**ЗАДАНИЕ A:** Изложите отрывок о разговоре в Венеции в двух предложениях.
**ЗАДАНИЕ B:** Перепишите из отрывка о разговоре в Венеции фрагмент между словами «Говорящий куда менее» и «сострадательное, что ли.» включительно.

**ТЕКСТ ДЛЯ ЧТЕНИЯ:**
- - - - -
Происходит все это в месяце октябре в городе Венеция, и на противоположном берегу канала слева лежат тяжело, как выброшенные штормом касатки, остовы гондол (там одна из немногих мастерских, где по старинке делают культовые лаковые лодки-гробы), справа, подсвеченный, желтеет фасад Лицея Марко Поло… а за спиной говорящего втекает-вытекает в двери чудного винного магазинчика, где еще и наливают, снабжая в качестве закуси бутербродиками по евро штука, припозднившееся туристическое комьюнити. Но сразу ведь понятно, что джентльмен — из России, хоть и изъясняется на добротном английском; и в виду он имеет, естественно, только что опубликованное, а ныне уже знаменитое послание, подписанное среди прочих Церетели и Михалковым.

Собеседник, тоже снабженный бокалом, понимающе кивает. У собеседника пушистые седые усы, стильная бородка, лихой горбатый нос и в целом внешность хитрющего испанского идальго надцатого века, втихую промышляющего торговлей слоновой костью и рабами. Возможно, этот образ не так и далек от истины, поскольку милейший господин — некий американский деятель рынка современного искусства, перекупщик не то галерейщик…

Говорящий куда менее импозантен; когда он, как сейчас, не в демократичном свитере (или там заляпанном краской фартуке), а в сорочке-галстучке-плаще, он и вовсе похож на материализованный идеал партийного руководителя среднего звена: солидность, мягкая улыбка, приятный голос, лицо округлое, но без всякого социального самодовольства — умное такое, доброе, сострадательное, что ли.
- - - - -
[Записи из набора с точечной разметкой]
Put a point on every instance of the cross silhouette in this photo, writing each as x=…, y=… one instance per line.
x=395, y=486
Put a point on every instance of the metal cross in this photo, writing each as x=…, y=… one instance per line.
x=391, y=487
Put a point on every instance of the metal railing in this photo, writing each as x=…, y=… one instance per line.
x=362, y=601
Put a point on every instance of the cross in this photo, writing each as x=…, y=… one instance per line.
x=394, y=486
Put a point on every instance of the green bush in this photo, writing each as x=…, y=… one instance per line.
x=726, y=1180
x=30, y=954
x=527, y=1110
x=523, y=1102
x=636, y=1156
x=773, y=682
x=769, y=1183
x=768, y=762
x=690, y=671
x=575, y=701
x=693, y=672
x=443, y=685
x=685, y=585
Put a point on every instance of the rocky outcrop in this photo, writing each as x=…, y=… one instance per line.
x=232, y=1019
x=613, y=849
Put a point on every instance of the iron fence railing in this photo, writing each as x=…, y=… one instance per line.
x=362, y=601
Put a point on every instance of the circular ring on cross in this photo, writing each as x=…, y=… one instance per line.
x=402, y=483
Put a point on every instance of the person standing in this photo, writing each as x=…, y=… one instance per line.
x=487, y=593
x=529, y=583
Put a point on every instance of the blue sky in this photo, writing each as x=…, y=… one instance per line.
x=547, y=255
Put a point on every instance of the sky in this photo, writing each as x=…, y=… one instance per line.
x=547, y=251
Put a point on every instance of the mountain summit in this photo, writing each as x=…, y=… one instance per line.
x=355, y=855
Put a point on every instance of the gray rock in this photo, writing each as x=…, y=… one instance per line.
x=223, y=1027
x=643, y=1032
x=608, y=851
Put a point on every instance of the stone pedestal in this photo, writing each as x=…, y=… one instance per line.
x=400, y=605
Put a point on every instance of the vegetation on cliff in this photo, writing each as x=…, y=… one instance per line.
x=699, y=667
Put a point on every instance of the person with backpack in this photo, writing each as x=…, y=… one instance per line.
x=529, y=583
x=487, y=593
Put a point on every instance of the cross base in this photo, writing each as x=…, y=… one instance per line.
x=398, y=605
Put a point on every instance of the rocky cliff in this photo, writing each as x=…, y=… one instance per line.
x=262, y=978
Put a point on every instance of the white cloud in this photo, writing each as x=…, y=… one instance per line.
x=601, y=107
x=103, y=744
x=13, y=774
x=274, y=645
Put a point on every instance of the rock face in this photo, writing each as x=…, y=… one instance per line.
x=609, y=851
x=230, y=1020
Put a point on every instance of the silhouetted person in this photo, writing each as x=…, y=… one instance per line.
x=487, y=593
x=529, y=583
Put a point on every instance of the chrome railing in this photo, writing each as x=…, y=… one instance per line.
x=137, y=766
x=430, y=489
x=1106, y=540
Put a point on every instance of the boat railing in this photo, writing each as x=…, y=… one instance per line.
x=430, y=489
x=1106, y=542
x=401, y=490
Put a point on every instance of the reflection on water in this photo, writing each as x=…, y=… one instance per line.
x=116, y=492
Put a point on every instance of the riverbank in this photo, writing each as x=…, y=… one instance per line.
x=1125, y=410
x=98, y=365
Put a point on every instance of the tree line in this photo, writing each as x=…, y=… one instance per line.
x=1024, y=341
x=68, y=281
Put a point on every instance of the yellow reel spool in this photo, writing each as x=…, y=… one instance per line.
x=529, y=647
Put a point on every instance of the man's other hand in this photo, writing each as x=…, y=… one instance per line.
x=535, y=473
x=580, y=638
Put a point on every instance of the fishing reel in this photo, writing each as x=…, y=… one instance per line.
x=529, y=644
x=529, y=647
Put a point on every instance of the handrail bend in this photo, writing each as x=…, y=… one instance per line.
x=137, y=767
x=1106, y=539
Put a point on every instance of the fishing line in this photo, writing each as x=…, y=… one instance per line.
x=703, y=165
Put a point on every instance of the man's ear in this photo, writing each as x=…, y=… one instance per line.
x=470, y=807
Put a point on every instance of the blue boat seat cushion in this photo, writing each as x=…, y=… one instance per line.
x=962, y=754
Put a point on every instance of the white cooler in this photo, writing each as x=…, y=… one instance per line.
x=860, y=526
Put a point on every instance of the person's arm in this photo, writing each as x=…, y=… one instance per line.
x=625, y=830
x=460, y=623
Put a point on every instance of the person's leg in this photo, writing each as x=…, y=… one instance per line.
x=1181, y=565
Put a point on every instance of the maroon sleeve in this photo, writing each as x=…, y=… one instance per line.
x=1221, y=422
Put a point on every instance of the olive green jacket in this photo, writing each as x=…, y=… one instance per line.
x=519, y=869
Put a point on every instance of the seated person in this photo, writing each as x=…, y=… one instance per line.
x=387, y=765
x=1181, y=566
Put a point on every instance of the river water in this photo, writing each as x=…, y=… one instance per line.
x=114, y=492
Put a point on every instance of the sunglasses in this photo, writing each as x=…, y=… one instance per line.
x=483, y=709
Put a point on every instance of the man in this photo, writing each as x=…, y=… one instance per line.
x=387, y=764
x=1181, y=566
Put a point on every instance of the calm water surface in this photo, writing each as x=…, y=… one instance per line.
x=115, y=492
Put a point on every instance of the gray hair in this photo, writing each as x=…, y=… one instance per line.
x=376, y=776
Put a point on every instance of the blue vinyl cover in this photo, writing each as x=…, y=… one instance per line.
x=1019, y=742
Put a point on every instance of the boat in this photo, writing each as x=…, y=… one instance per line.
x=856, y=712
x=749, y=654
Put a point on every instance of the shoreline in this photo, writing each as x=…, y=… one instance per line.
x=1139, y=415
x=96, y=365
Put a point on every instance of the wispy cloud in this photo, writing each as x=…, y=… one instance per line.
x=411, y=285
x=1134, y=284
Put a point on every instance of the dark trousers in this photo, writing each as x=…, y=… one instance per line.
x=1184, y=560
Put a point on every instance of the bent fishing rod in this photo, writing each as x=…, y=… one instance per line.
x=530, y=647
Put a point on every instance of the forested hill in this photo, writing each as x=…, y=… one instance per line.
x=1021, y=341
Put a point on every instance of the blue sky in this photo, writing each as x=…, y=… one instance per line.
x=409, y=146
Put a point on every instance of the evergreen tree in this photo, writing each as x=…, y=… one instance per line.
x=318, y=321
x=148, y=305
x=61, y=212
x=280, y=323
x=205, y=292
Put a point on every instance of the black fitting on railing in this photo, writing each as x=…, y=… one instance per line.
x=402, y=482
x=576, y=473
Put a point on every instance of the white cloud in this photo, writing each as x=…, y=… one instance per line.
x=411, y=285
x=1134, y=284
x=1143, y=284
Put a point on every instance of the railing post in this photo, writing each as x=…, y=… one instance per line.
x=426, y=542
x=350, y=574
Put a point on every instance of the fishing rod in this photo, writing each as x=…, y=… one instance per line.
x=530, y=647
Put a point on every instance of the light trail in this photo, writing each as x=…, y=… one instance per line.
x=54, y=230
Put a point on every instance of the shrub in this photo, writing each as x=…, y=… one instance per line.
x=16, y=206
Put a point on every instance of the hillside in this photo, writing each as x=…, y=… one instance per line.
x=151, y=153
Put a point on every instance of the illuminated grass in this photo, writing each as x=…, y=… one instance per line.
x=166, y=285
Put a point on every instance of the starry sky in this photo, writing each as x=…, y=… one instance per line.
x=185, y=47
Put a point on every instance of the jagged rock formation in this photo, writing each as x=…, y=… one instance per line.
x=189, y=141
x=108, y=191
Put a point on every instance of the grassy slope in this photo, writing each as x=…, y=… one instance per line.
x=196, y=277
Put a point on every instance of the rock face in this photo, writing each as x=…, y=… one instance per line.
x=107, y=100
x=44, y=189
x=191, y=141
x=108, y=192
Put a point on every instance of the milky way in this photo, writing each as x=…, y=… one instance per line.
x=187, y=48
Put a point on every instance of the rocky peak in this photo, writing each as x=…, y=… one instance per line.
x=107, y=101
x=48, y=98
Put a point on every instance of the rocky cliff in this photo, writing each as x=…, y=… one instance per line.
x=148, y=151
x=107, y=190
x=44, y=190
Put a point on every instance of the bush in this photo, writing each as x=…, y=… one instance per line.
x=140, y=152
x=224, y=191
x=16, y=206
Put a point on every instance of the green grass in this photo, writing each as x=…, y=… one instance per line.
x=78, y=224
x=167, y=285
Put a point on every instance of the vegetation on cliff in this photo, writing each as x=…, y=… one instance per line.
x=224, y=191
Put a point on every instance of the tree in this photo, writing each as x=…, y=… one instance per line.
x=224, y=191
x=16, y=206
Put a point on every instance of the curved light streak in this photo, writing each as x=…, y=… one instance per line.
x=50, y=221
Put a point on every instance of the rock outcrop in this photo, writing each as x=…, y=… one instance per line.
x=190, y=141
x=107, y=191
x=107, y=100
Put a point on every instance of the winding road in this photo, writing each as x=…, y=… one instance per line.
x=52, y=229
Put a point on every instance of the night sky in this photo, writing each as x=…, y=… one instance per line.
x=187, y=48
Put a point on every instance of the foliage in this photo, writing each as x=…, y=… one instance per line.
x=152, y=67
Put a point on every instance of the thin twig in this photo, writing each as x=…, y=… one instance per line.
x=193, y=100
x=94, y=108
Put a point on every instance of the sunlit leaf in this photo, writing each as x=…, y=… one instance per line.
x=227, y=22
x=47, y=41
- - - - -
**ИТОГОВЫЙ ОТВЕТ A:** В октябре в Венеции, у канала, на берегах которого видны остовы гондол и фасад Лицея Марко Поло, джентльмен из России на добротном английском говорит о только что опубликованном послании, подписанном среди прочих Церетели и Михалковым. Его собеседник — американский деятель рынка современного искусства с внешностью испанского идальго, а сам говорящий, куда менее импозантный, похож на партийного руководителя среднего звена с умным, добрым лицом.

**ИТОГОВЫЙ ОТВЕТ B:**
Говорящий куда менее импозантен; когда он, как сейчас, не в демократичном свитере (или там заляпанном краской фартуке), а в сорочке-галстучке-плаще, он и вовсе похож на материализованный идеал партийного руководителя среднего звена: солидность, мягкая улыбка, приятный голос, лицо округлое, но без всякого социального самодовольства — умное такое, доброе, сострадательное, что ли.